→ **To be done**
Locate each line in the material below that contains the string "blazer", and copy those lines.

→ **Dataset records about object locations**
— START —
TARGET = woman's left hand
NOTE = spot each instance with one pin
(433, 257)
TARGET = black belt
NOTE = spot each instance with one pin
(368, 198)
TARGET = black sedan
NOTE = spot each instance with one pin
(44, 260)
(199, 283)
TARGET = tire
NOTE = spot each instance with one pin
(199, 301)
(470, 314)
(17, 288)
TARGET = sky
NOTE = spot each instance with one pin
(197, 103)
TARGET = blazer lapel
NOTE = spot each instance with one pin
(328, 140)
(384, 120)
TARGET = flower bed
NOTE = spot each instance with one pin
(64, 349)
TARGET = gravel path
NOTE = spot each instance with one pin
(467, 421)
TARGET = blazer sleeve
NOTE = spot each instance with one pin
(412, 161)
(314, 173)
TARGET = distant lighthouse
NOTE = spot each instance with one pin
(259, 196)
— END —
— START —
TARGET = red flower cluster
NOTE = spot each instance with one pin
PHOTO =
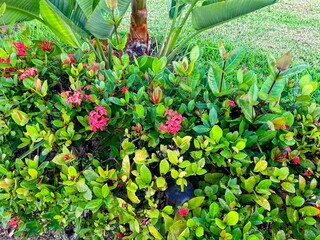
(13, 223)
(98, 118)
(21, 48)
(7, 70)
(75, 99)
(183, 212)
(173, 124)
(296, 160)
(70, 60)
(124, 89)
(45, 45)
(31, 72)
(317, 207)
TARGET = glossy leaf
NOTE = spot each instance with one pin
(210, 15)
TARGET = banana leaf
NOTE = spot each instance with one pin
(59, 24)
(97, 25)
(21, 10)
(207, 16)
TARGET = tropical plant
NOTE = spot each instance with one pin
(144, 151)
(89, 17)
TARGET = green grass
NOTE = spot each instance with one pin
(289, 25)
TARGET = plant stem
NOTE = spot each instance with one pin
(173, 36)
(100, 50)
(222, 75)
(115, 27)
— END —
→ **Final result**
TARGET = blazer lapel
TARGET = blazer sleeve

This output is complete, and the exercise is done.